#### [Dataset excerpts]
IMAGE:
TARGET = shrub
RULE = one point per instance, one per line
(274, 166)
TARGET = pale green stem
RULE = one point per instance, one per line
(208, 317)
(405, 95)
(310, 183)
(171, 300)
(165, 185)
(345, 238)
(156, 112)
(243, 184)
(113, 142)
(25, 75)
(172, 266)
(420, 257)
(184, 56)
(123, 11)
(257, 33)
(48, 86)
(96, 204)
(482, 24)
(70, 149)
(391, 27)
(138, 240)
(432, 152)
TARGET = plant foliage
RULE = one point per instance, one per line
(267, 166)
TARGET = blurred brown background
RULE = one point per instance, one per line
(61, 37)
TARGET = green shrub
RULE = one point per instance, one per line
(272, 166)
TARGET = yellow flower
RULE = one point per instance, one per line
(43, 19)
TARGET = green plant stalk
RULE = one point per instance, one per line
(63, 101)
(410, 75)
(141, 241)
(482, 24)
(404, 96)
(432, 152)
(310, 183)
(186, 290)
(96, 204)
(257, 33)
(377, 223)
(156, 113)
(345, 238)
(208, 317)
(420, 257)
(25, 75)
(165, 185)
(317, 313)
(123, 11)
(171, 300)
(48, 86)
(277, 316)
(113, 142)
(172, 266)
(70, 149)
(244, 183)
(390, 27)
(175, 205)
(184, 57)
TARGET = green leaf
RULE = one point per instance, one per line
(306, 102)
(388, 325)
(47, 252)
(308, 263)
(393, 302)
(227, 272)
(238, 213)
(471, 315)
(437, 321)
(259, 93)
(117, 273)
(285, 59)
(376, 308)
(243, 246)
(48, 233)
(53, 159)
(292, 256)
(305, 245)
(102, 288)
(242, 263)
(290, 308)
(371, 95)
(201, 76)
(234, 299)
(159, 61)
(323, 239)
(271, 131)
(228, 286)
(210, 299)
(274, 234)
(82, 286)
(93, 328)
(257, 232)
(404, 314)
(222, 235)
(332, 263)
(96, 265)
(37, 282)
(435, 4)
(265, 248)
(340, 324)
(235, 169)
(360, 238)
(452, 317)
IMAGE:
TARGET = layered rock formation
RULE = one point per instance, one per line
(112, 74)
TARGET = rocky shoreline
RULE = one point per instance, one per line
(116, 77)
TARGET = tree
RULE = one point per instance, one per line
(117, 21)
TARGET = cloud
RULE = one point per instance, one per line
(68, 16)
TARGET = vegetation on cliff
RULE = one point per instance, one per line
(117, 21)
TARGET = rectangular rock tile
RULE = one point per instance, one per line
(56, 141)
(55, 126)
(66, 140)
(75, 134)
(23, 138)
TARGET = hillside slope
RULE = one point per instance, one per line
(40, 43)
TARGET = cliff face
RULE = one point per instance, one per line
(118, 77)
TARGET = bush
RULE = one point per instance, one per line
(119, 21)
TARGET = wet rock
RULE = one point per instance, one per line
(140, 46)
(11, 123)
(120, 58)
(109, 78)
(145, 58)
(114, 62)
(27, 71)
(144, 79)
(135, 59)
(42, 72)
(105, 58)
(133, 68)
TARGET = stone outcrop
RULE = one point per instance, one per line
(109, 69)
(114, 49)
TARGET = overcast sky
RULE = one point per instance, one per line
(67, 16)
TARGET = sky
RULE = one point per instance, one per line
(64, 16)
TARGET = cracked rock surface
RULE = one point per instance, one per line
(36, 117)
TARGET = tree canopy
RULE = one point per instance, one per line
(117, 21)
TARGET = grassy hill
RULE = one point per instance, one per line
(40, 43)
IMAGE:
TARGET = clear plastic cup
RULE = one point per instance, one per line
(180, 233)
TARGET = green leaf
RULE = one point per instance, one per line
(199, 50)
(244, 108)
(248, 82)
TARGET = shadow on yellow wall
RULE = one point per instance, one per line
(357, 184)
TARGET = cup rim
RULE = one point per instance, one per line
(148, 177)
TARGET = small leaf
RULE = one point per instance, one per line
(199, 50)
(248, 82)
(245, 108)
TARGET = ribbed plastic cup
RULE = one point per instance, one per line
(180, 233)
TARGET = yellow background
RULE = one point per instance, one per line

#### [Exercise directions]
Take the records shown above and output them again exactly.

#### [Result]
IMAGE:
TARGET = shrub
RULE = one point per instance, one per line
(274, 166)
TARGET = pale green stem
RULE = one point per instance, one per line
(208, 317)
(405, 95)
(310, 183)
(171, 300)
(165, 185)
(345, 238)
(156, 112)
(243, 184)
(113, 142)
(25, 75)
(172, 266)
(420, 257)
(184, 56)
(123, 11)
(257, 33)
(48, 86)
(96, 204)
(482, 24)
(70, 149)
(391, 27)
(138, 240)
(432, 152)
TARGET = plant foliage
RULE = one point per instance, one per line
(267, 166)
TARGET = blurred brown background
RULE = one point per instance, one per line
(61, 37)
TARGET = green shrub
RULE = one point per instance, one per line
(272, 166)
TARGET = yellow flower
RULE = one point per instance, one per line
(43, 19)
TARGET = green plant stalk
RULE = one point per instance, one per line
(63, 101)
(410, 75)
(141, 241)
(482, 24)
(404, 96)
(432, 152)
(310, 183)
(186, 290)
(96, 204)
(257, 33)
(377, 223)
(156, 113)
(345, 238)
(208, 317)
(420, 257)
(25, 75)
(165, 185)
(317, 313)
(123, 11)
(171, 300)
(48, 86)
(277, 316)
(113, 142)
(172, 266)
(70, 149)
(244, 183)
(390, 27)
(175, 205)
(184, 57)
TARGET = green leaf
RULE = one point per instance, one per line
(306, 102)
(388, 325)
(47, 252)
(308, 263)
(393, 302)
(227, 272)
(238, 213)
(471, 315)
(437, 321)
(259, 93)
(117, 273)
(285, 59)
(376, 308)
(243, 246)
(48, 233)
(53, 159)
(292, 256)
(305, 245)
(102, 288)
(242, 263)
(290, 308)
(371, 95)
(201, 76)
(234, 299)
(159, 61)
(323, 239)
(271, 131)
(228, 286)
(210, 299)
(274, 234)
(82, 286)
(93, 328)
(257, 232)
(404, 314)
(222, 235)
(332, 263)
(96, 265)
(37, 282)
(435, 4)
(265, 248)
(340, 324)
(235, 169)
(360, 238)
(452, 317)
IMAGE:
TARGET = layered rock formation
RULE = one point per instance, one per line
(112, 74)
TARGET = rocky shoreline
RULE = one point per instance, one per line
(116, 77)
TARGET = tree
RULE = one point per instance, one per line
(117, 21)
TARGET = cloud
RULE = one point per instance, one per line
(68, 16)
TARGET = vegetation on cliff
RULE = one point per instance, one per line
(117, 21)
TARGET = rectangular rock tile
RULE = one point per instance, one per line
(56, 141)
(55, 126)
(66, 140)
(75, 134)
(23, 138)
TARGET = hillside slope
RULE = one point per instance, one per line
(40, 43)
TARGET = cliff face
RULE = one point per instance, one per line
(118, 77)
TARGET = bush
RULE = one point per instance, one per line
(119, 21)
TARGET = wet rock
RULE = one point per instance, one per line
(140, 46)
(11, 123)
(120, 58)
(109, 78)
(145, 58)
(114, 62)
(27, 71)
(144, 79)
(135, 59)
(42, 72)
(105, 58)
(133, 68)
TARGET = stone outcrop
RULE = one point per instance, one per line
(109, 69)
(114, 49)
TARGET = overcast sky
RULE = one point per instance, one per line
(67, 16)
TARGET = sky
RULE = one point per instance, one per line
(64, 16)
TARGET = cracked rock surface
RULE = one point per instance, one per line
(36, 117)
TARGET = tree canopy
RULE = one point per instance, one per line
(117, 21)
TARGET = grassy hill
RULE = one point per instance, one per line
(40, 43)
IMAGE:
TARGET = clear plastic cup
RULE = one point per instance, one per line
(180, 233)
TARGET = green leaf
RULE = one point per instance, one per line
(199, 50)
(244, 108)
(248, 82)
TARGET = shadow on yellow wall
RULE = one point per instance, one per line
(357, 184)
TARGET = cup rim
RULE = one point per instance, one per line
(148, 177)
TARGET = small leaf
RULE = one point per instance, one per line
(199, 50)
(248, 82)
(245, 108)
TARGET = ribbed plastic cup
RULE = one point per instance, one per line
(180, 233)
TARGET = yellow background
RULE = one point per instance, one per line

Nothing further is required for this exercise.